Provided passage:
┄┄┄┄┄┄┄┄┄┄┄┄┄┄┄┄┄┄┄┄
Studio album by Seal
- Released: 10 November 2008
- Recorded: 2008
- Studios: Chartmaker Studios and Blue Studios (Malibu); Capitol Studios (Hollywood); Record Plant and The Village Studios (Los Angeles);
- Genres: Soul; R&B;
- Length: 41:13
- Labels: 143; Warner Bros.;
- Producers: David Foster; Jochem van der Saag;

Seal chronology
| System (2007) | Soul (2008) | Seal 6: Commitment (2010) |

Singles from Soul
- "It's a Man's Man's Man's World" Released: 10 November 2008 (UK); "A Change Is Gonna Come" Released: 22 November 2008 (UK); "It's Alright" Released: 16 March 2009 (UK); "I Can't Stand the Rain" Released: March 2009 (Brazil); "If You Don't Know Me by Now" Released: March 2009 (US);

= Soul (Seal album) =

"A Change Is Gonna Come" single cover

Soul is the sixth studio album by British singer Seal, which was released on 10 November 2008. The album was produced by David Foster, and co-produced, engineered and mixed by Jochem van der Saag. It is made up of cover versions of twelve soul music classics.
┄┄┄┄┄┄┄┄┄┄┄┄┄┄┄┄┄┄┄┄
Dataset extract:

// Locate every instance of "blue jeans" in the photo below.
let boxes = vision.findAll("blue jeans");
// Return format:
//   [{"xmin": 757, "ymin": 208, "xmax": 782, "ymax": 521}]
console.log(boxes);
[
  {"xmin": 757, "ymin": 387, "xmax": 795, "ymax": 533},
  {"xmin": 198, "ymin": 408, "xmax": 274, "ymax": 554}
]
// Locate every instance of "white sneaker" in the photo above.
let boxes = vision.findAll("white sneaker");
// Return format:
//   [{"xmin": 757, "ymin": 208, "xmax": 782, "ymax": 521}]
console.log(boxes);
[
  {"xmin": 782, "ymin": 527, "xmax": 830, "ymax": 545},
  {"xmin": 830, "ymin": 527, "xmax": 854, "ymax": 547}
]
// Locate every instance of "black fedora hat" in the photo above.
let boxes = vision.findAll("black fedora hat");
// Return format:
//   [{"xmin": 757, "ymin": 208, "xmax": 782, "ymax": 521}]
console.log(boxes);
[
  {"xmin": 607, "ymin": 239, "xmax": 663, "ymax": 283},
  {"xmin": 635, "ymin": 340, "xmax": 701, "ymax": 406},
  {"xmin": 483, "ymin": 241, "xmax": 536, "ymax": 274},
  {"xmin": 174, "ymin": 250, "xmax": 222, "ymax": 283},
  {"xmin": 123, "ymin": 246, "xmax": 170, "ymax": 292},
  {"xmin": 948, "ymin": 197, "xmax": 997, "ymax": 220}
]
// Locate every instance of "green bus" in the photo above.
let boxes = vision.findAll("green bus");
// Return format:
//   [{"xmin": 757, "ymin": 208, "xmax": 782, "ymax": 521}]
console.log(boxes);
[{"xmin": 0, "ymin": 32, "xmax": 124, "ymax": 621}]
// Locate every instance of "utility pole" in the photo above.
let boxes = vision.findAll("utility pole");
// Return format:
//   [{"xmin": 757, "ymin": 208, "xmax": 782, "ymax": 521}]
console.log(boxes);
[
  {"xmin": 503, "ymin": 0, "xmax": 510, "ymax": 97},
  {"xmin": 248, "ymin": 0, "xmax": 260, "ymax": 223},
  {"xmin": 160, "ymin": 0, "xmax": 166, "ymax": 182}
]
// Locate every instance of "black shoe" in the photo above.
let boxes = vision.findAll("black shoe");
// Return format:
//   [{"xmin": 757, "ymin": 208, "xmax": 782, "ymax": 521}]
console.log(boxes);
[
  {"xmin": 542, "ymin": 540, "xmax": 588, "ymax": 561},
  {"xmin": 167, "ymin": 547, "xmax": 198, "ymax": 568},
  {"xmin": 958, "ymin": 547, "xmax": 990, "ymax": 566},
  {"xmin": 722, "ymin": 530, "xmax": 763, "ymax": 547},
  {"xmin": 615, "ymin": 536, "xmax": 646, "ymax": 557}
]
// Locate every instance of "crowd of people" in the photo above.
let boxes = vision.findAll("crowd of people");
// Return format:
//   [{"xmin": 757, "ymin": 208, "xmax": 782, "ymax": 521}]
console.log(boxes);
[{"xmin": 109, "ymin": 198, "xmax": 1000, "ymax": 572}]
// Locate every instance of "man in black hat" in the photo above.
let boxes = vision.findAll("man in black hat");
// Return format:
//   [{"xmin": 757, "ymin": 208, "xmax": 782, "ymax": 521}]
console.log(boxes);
┄┄┄┄┄┄┄┄┄┄┄┄┄┄┄┄┄┄┄┄
Challenges:
**1.** Transcribe the page on Seal's album Soul, everything from "Soul is the" down to "soul music classics.".
**2.** Answer these questions using the page on Seal's album Soul.
(a) On what date was "It's Alright" released in the UK?
(b) Who co-produced, engineered and mixed the album?
(c) What is the album's total length?
**3.** Resume the page on Seal's album Soul from its final sentence.
The rows have nothing to do with what is asked here.

Task-by-task outputs:
**1.**
Soul is the sixth studio album by British singer Seal, which was released on 10 November 2008. The album was produced by David Foster, and co-produced, engineered and mixed by Jochem van der Saag. It is made up of cover versions of twelve soul music classics.

**2.**
(a) 16 March 2009
(b) Jochem van der Saag
(c) 41:13

**3.**
The album charted within the top 10 in twelve countries. In the United Kingdom, the album charted at number twelve. As of January 2012, the album had sold 419,841 copies in the UK. The album peaked at number thirteen in the United States on the Billboard 200 albums chart. It has since sold 547,000 copies in the US.

==Critical reception==

Soul garnered mixed reviews from music critics. At Metacritic, which assigns a normalised rating out of 100 to reviews from mainstream critics, the album received an average score of 59, based on eight reviews.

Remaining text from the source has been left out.